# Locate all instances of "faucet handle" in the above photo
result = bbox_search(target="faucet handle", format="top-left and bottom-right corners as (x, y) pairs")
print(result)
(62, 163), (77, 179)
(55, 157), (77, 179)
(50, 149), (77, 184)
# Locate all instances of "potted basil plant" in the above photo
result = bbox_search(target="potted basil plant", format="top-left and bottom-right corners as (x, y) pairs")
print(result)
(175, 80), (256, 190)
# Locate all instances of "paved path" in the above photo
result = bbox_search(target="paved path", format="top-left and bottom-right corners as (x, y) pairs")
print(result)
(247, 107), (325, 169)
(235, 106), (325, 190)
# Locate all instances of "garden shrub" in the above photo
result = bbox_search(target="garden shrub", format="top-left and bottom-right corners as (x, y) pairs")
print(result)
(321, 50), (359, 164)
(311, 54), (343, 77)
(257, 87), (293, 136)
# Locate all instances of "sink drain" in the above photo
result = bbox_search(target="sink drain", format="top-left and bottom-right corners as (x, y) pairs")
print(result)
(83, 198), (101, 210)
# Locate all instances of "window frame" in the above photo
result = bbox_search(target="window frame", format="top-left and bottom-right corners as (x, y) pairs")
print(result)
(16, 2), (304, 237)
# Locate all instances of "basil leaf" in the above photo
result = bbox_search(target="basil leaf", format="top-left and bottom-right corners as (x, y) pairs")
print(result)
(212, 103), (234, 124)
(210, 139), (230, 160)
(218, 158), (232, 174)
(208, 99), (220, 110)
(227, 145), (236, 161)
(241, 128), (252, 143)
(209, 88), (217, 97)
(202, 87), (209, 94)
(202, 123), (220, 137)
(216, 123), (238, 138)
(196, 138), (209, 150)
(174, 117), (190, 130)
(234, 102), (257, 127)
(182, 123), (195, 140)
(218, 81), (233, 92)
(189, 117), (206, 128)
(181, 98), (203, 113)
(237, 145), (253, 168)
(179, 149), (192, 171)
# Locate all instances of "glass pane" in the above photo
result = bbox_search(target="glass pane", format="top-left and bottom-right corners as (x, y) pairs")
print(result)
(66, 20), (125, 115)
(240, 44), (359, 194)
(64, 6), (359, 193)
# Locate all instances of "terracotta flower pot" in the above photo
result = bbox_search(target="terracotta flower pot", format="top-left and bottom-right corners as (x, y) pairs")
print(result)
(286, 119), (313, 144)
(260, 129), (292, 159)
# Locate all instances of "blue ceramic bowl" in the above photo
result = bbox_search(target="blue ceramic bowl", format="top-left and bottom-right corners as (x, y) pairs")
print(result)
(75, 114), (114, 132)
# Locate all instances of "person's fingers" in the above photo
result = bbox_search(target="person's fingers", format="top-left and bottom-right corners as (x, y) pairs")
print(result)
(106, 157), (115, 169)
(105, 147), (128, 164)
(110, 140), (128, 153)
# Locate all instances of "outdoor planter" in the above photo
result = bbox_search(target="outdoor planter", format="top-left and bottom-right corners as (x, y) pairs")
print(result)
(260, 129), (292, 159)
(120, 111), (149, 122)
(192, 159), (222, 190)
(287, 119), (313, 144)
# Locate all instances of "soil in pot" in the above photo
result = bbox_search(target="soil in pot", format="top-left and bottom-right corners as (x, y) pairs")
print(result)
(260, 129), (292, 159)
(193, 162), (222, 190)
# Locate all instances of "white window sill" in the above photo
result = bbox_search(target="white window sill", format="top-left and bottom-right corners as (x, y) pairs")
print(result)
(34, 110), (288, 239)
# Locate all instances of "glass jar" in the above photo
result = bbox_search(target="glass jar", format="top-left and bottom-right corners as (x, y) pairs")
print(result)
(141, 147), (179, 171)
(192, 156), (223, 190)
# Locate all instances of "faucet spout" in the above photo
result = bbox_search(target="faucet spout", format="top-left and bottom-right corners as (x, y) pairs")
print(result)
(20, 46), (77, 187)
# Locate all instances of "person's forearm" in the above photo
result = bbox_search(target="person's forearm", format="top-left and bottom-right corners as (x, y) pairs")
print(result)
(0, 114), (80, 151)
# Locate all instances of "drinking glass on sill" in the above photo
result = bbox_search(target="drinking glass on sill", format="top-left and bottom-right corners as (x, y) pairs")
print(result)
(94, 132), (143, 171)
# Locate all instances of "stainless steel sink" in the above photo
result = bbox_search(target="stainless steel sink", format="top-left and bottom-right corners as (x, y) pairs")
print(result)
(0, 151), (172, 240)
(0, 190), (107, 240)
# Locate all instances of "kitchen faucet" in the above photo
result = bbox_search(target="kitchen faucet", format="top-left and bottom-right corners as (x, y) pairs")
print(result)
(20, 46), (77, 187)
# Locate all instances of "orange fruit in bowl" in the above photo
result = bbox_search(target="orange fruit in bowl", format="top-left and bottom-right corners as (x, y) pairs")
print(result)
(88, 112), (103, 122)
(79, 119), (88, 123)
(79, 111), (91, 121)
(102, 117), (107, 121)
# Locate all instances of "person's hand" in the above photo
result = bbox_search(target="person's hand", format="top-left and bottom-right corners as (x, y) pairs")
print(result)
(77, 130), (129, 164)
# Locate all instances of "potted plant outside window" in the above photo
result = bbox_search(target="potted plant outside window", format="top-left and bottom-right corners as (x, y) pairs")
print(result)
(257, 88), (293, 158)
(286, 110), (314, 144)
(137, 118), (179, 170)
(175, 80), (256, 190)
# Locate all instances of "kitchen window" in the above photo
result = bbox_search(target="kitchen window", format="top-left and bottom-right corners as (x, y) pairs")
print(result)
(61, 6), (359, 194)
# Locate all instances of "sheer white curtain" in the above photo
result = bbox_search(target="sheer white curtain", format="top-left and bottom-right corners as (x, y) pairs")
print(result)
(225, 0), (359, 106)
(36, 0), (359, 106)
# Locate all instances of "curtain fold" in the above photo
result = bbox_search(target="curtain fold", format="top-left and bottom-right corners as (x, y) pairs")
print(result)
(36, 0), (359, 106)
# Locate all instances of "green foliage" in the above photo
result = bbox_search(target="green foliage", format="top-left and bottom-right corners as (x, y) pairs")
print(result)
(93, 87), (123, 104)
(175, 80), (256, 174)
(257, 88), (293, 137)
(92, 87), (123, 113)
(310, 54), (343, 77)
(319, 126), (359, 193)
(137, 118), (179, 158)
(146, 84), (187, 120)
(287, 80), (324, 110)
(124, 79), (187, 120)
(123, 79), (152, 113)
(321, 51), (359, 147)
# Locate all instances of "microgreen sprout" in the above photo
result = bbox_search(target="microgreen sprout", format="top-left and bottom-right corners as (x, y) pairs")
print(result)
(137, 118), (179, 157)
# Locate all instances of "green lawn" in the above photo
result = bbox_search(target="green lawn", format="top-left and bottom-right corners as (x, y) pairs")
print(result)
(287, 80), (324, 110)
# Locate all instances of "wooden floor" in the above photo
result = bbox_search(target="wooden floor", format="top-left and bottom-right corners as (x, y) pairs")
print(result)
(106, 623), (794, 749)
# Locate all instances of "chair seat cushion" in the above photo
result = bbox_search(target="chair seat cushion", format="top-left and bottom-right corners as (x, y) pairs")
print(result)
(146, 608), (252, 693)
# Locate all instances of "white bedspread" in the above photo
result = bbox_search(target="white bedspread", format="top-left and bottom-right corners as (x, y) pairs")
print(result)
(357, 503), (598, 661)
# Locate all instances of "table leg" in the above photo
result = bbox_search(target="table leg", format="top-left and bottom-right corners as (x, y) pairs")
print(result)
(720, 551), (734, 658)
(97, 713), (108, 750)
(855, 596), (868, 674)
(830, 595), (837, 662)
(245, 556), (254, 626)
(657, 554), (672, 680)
* * *
Go through the preceding material and copy each line that has the word "steel".

# Locate all instances of "stainless steel sink" in the above photo
result = bbox_search(target="stainless steel sink", format="top-left and bottom-right corners as (x, y) pairs")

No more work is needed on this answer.